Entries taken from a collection
>>>>

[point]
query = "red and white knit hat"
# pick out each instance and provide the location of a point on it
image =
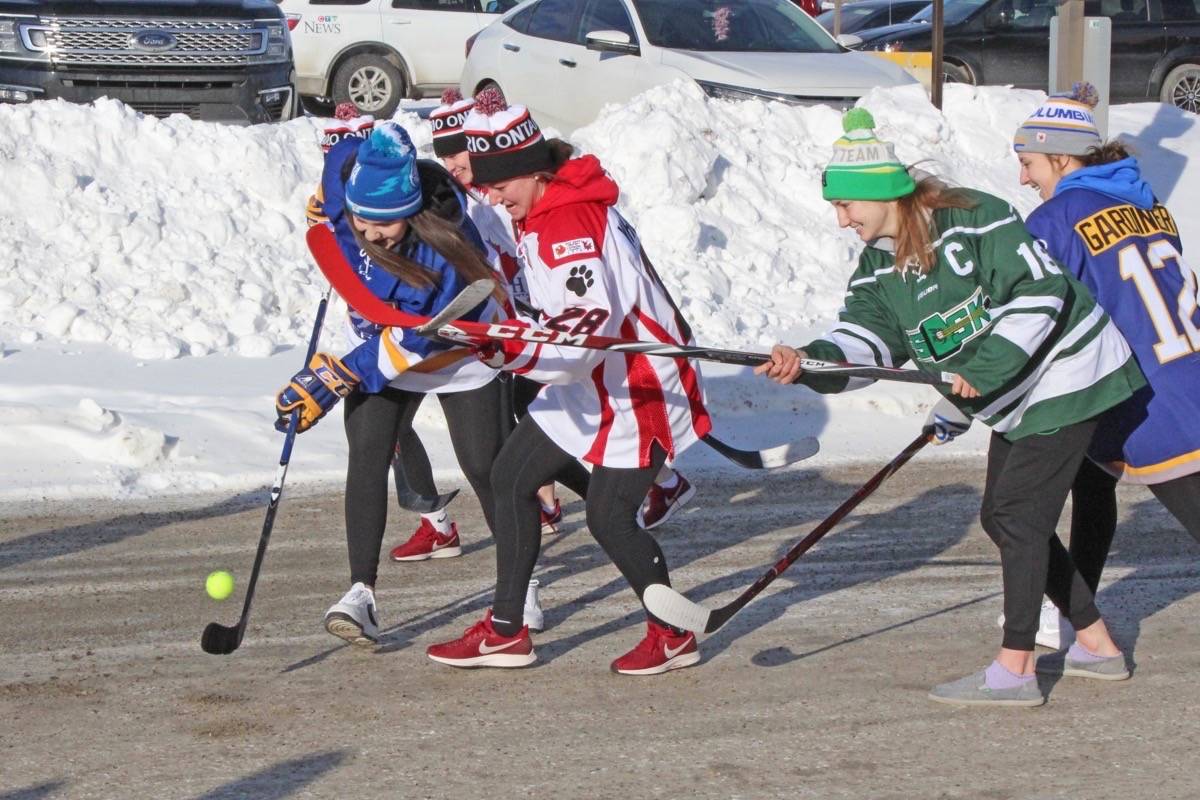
(447, 120)
(346, 122)
(503, 140)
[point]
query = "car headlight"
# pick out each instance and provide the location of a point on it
(277, 42)
(11, 40)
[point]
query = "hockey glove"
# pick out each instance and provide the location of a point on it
(946, 422)
(313, 391)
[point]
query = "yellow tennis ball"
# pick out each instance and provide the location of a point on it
(219, 584)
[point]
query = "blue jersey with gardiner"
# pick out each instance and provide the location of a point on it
(1125, 246)
(406, 347)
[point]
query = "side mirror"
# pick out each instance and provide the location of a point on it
(612, 41)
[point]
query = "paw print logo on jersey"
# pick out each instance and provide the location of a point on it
(580, 281)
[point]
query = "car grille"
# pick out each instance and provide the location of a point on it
(95, 41)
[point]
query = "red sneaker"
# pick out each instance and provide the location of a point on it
(550, 521)
(660, 651)
(483, 647)
(660, 503)
(429, 543)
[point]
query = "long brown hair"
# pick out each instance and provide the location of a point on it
(915, 215)
(1105, 154)
(442, 235)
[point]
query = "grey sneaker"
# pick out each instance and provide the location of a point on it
(1071, 665)
(973, 690)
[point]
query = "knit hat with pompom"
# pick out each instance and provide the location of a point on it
(864, 167)
(503, 140)
(383, 185)
(447, 120)
(1062, 125)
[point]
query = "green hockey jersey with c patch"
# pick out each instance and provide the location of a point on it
(996, 310)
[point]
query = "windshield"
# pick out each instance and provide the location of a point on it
(732, 26)
(954, 11)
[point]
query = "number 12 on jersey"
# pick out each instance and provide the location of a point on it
(1138, 268)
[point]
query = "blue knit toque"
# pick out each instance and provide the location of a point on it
(384, 184)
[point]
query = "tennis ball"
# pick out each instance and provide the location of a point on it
(219, 584)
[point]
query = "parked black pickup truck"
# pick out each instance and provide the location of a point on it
(226, 60)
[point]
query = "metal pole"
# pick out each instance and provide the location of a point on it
(935, 67)
(1071, 44)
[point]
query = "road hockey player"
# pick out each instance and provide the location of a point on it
(401, 223)
(952, 281)
(409, 457)
(1099, 218)
(670, 491)
(624, 414)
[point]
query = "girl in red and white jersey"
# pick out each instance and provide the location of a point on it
(625, 414)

<<<<

## TASK OBJECTIVE
From the listing, extract all text exactly as given and drop any picture.

## TASK SOLUTION
[point]
query = "red and white knit hat"
# pick out each instance and provide the location of a point on it
image =
(447, 120)
(346, 122)
(503, 140)
[point]
query = "car headlight"
# pick out each instance and provide the location of a point on it
(277, 42)
(11, 40)
[point]
query = "hockey glove"
# pick out each instance and provide the location of a point on it
(946, 422)
(313, 391)
[point]
query = "yellow tennis ball"
# pick out each instance and provide the location of a point on it
(219, 584)
[point]
query = "blue jersey with gardiner"
# pick out each instance and provide the location of a point on it
(1125, 246)
(406, 347)
[point]
query = "side mirror"
# pick out each instance and provide the location of a point on it
(612, 41)
[point]
query = "paw print logo on jersey"
# pick out each instance and provide the location of a point on it
(580, 281)
[point]
query = "car grille"
# pick out each instance and provide the location of a point on it
(95, 41)
[point]
query = "red sneaker"
# pick out each instance and provide the location of a point on it
(550, 521)
(660, 651)
(483, 647)
(660, 503)
(429, 543)
[point]
query = "long brown hair"
# pick out each instance and provide the location of a point on it
(915, 215)
(1105, 154)
(442, 235)
[point]
query = "grey sneaker"
# pick out each instance and provide the location of a point on it
(1071, 665)
(973, 690)
[point]
query = "knit hat with pompom"
# pick out each instance and provide the location of a point on it
(864, 167)
(503, 140)
(383, 185)
(447, 120)
(1062, 125)
[point]
query = "green hockey jersey with c patch"
# pick out each instance and provide the location of a point on it
(996, 310)
[point]
query = "windshield"
# pick out each instance and provide the location of a point on it
(732, 26)
(954, 11)
[point]
query = "number 12 on jersey"
# pick out each instance and provide the location of a point on it
(1138, 268)
[point]
query = "blue knit toque"
# pick out each instance and provide the location of a point on it
(384, 184)
[point]
query = "tennis ball"
# pick out each instance and provide the location of a point on it
(219, 584)
[point]
query = "parked black pickup truck"
# pick out each instance and provide the location of a point on it
(226, 60)
[point]
query = "metal pole"
# pick out each instance and provide the location of a point on it
(935, 67)
(1071, 44)
[point]
query = "road hockey player"
# pick out each instance and provide the location of a point on it
(401, 223)
(952, 281)
(409, 457)
(1099, 218)
(670, 491)
(624, 414)
[point]
query = "girl in red and white jersey"
# pick out each instance and provide the location of a point on it
(625, 414)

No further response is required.